### RECORDS TO PROCESS
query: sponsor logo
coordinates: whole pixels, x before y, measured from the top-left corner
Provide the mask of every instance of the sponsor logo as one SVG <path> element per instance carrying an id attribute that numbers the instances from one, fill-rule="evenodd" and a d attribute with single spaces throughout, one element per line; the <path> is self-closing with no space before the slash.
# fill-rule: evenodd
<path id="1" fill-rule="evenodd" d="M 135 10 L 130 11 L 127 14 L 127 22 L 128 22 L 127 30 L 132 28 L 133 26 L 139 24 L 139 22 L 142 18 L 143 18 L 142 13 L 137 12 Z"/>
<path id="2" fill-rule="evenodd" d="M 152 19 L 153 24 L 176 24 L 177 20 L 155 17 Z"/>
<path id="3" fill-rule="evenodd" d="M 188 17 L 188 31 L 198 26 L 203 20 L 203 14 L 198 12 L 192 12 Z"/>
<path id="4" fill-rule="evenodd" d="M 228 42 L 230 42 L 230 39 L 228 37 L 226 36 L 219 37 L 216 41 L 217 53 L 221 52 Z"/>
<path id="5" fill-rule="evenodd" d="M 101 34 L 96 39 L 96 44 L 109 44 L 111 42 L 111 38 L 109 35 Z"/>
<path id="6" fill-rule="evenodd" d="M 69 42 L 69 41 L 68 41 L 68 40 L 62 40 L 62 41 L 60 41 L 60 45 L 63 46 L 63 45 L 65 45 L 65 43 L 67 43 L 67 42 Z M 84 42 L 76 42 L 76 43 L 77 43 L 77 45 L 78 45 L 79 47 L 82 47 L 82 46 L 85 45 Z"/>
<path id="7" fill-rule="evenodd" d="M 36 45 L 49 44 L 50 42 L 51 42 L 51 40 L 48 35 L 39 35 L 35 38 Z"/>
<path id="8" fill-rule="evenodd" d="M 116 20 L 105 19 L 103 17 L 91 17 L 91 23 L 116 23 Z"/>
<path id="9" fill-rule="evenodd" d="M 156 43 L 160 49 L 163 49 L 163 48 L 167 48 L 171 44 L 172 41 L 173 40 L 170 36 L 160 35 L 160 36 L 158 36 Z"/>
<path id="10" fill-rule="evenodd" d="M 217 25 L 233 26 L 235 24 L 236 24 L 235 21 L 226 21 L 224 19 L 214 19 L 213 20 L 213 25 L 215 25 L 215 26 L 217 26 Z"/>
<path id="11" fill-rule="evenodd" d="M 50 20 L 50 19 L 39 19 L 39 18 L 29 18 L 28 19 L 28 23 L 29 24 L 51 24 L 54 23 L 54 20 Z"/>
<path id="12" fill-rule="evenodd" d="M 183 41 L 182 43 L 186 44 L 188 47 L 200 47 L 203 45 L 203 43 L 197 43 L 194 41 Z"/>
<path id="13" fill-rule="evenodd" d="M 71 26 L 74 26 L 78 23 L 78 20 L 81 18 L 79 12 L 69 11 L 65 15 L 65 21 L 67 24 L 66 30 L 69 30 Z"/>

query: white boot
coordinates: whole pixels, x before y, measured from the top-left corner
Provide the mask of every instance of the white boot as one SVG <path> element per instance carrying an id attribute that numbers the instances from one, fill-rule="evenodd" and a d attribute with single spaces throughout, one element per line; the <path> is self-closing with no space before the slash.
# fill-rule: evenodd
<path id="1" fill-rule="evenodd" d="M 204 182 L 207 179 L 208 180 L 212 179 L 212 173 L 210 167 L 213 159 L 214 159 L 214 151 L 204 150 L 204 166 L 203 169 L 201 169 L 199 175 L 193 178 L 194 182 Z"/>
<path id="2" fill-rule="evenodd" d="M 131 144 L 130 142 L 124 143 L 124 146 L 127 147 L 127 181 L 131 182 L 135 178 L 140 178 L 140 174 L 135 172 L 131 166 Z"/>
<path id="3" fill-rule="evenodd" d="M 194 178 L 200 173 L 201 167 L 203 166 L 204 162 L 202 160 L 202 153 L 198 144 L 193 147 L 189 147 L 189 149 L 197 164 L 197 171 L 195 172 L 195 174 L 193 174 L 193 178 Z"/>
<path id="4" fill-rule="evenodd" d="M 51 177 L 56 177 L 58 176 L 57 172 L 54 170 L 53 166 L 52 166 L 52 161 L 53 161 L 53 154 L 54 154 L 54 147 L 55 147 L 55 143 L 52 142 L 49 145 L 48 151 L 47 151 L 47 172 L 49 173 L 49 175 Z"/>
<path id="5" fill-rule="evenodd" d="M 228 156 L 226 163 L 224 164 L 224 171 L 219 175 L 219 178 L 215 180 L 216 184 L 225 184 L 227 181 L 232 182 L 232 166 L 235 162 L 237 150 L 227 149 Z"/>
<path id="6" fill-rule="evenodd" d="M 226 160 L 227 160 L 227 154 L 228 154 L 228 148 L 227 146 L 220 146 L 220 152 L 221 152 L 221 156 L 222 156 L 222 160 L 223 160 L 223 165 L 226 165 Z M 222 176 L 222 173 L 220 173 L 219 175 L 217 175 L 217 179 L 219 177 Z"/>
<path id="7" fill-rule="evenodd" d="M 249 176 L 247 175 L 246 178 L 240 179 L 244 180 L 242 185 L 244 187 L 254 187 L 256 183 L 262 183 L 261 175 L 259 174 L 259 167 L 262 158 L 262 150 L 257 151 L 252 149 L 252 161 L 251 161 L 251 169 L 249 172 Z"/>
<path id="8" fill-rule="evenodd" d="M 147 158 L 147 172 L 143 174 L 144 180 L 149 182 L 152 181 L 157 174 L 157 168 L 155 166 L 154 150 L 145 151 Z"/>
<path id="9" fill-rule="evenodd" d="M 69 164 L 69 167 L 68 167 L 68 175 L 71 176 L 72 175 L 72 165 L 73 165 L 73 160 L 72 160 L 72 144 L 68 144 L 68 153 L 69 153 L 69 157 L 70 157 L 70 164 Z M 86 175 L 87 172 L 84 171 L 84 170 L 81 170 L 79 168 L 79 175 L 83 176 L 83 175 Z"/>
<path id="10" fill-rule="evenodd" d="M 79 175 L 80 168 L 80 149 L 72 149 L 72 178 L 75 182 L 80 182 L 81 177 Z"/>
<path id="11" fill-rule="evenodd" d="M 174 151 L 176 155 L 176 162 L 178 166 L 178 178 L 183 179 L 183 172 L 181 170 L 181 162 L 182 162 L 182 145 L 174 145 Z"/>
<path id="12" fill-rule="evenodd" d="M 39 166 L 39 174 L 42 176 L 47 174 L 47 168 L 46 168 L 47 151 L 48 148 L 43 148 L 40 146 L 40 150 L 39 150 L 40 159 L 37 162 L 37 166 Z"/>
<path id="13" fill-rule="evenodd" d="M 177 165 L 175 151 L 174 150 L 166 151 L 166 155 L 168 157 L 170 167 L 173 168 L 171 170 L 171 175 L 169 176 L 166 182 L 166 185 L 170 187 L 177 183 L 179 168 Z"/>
######
PROMPT | Set down each entry from above once more, exactly as written.

SOLVED PROBLEM |
query: sponsor logo
coordinates: whole pixels, x before y, measured from the top-left corner
Provide the mask of every instance of the sponsor logo as one SVG <path> element per instance carrying an id attribute that numbers the instances from one, fill-rule="evenodd" and a d attribute with single spaces throughout, one element per line; the <path> is self-closing with no space before the slash.
# fill-rule: evenodd
<path id="1" fill-rule="evenodd" d="M 135 10 L 130 11 L 127 14 L 127 22 L 128 22 L 127 30 L 132 28 L 133 26 L 139 24 L 139 22 L 142 18 L 143 18 L 142 13 L 137 12 Z"/>
<path id="2" fill-rule="evenodd" d="M 152 19 L 153 24 L 176 24 L 177 20 L 155 17 Z"/>
<path id="3" fill-rule="evenodd" d="M 188 17 L 188 31 L 198 26 L 203 20 L 203 14 L 198 12 L 192 12 Z"/>
<path id="4" fill-rule="evenodd" d="M 228 42 L 230 42 L 230 39 L 228 37 L 226 36 L 219 37 L 216 41 L 217 53 L 221 52 Z"/>
<path id="5" fill-rule="evenodd" d="M 101 34 L 96 39 L 96 44 L 109 44 L 111 42 L 111 38 L 109 35 Z"/>
<path id="6" fill-rule="evenodd" d="M 69 42 L 69 41 L 68 41 L 68 40 L 62 40 L 62 41 L 60 41 L 60 45 L 63 46 L 63 45 L 65 45 L 65 43 L 67 43 L 67 42 Z M 84 42 L 76 42 L 76 43 L 77 43 L 77 45 L 78 45 L 79 47 L 82 47 L 82 46 L 85 45 Z"/>
<path id="7" fill-rule="evenodd" d="M 36 45 L 49 44 L 50 42 L 51 42 L 51 40 L 48 35 L 39 35 L 35 38 Z"/>
<path id="8" fill-rule="evenodd" d="M 116 20 L 105 19 L 103 17 L 91 17 L 91 23 L 116 23 Z"/>
<path id="9" fill-rule="evenodd" d="M 156 43 L 160 49 L 163 49 L 163 48 L 167 48 L 171 44 L 172 41 L 173 40 L 170 36 L 160 35 L 160 36 L 158 36 Z"/>
<path id="10" fill-rule="evenodd" d="M 217 25 L 233 26 L 235 24 L 236 24 L 235 21 L 226 21 L 224 19 L 214 19 L 213 20 L 213 25 L 215 25 L 215 26 L 217 26 Z"/>
<path id="11" fill-rule="evenodd" d="M 50 20 L 50 19 L 39 19 L 39 18 L 29 18 L 28 19 L 28 23 L 29 24 L 51 24 L 54 23 L 54 20 Z"/>
<path id="12" fill-rule="evenodd" d="M 183 41 L 182 43 L 186 44 L 188 47 L 200 47 L 203 45 L 203 43 L 197 43 L 194 41 Z"/>
<path id="13" fill-rule="evenodd" d="M 71 26 L 74 26 L 78 23 L 78 20 L 81 18 L 79 12 L 69 11 L 65 15 L 65 21 L 67 24 L 66 30 L 69 30 Z"/>

query: white boot
coordinates: whole pixels, x before y, measured from the top-left corner
Provide the mask of every instance of the white boot as one SVG <path> element per instance carrying an id attribute that numbers the instances from one, fill-rule="evenodd" and a d attribute with single spaces throughout, one element per line; the <path> is self-closing with no space before the slash.
# fill-rule: evenodd
<path id="1" fill-rule="evenodd" d="M 204 182 L 207 179 L 208 180 L 212 179 L 212 173 L 210 167 L 213 159 L 214 159 L 214 151 L 204 150 L 204 166 L 203 169 L 201 169 L 199 175 L 193 178 L 194 182 Z"/>
<path id="2" fill-rule="evenodd" d="M 131 144 L 130 142 L 124 143 L 124 146 L 127 147 L 127 181 L 131 182 L 135 178 L 140 178 L 140 174 L 135 172 L 131 166 Z"/>
<path id="3" fill-rule="evenodd" d="M 194 178 L 200 173 L 201 167 L 203 166 L 204 162 L 202 160 L 202 153 L 198 144 L 193 147 L 189 147 L 189 149 L 197 164 L 197 171 L 195 172 L 195 174 L 193 174 L 193 178 Z"/>
<path id="4" fill-rule="evenodd" d="M 51 177 L 56 177 L 58 176 L 57 172 L 54 170 L 53 166 L 52 166 L 52 161 L 53 161 L 53 154 L 54 154 L 54 147 L 55 147 L 55 143 L 52 142 L 49 145 L 48 151 L 47 151 L 47 172 L 49 173 L 49 175 Z"/>
<path id="5" fill-rule="evenodd" d="M 228 156 L 226 163 L 224 164 L 224 171 L 219 175 L 219 178 L 215 180 L 216 184 L 225 184 L 227 181 L 232 182 L 232 166 L 235 162 L 237 150 L 227 149 Z"/>
<path id="6" fill-rule="evenodd" d="M 226 160 L 227 160 L 227 154 L 228 154 L 228 148 L 227 146 L 220 146 L 220 152 L 221 152 L 221 156 L 222 156 L 222 160 L 223 160 L 223 165 L 226 165 Z M 222 176 L 222 173 L 220 173 L 219 175 L 217 175 L 217 179 L 219 177 Z"/>
<path id="7" fill-rule="evenodd" d="M 249 176 L 247 175 L 246 178 L 240 179 L 244 180 L 242 185 L 244 187 L 254 187 L 256 183 L 262 183 L 261 175 L 259 174 L 259 167 L 262 158 L 262 150 L 257 151 L 252 149 L 252 161 L 251 161 L 251 169 L 249 172 Z"/>
<path id="8" fill-rule="evenodd" d="M 147 158 L 147 172 L 143 174 L 144 180 L 149 182 L 152 181 L 157 174 L 157 168 L 155 166 L 154 150 L 145 151 Z"/>
<path id="9" fill-rule="evenodd" d="M 69 164 L 69 167 L 68 167 L 68 175 L 71 176 L 72 175 L 72 165 L 73 165 L 73 160 L 72 160 L 72 144 L 68 144 L 68 153 L 69 153 L 69 157 L 70 157 L 70 164 Z M 86 175 L 87 172 L 84 171 L 84 170 L 81 170 L 79 168 L 79 175 L 83 176 L 83 175 Z"/>
<path id="10" fill-rule="evenodd" d="M 79 175 L 80 168 L 80 149 L 72 149 L 72 178 L 75 182 L 80 182 L 81 177 Z"/>
<path id="11" fill-rule="evenodd" d="M 174 151 L 176 155 L 176 162 L 178 166 L 178 178 L 183 179 L 183 172 L 181 170 L 181 162 L 182 162 L 182 145 L 174 145 Z"/>
<path id="12" fill-rule="evenodd" d="M 39 166 L 39 174 L 42 176 L 47 174 L 47 168 L 46 168 L 47 151 L 48 148 L 43 148 L 40 146 L 40 150 L 39 150 L 40 159 L 37 162 L 37 166 Z"/>
<path id="13" fill-rule="evenodd" d="M 177 165 L 175 151 L 174 150 L 166 151 L 166 155 L 168 157 L 170 167 L 173 168 L 171 170 L 171 175 L 169 176 L 166 182 L 166 185 L 170 187 L 177 183 L 179 168 Z"/>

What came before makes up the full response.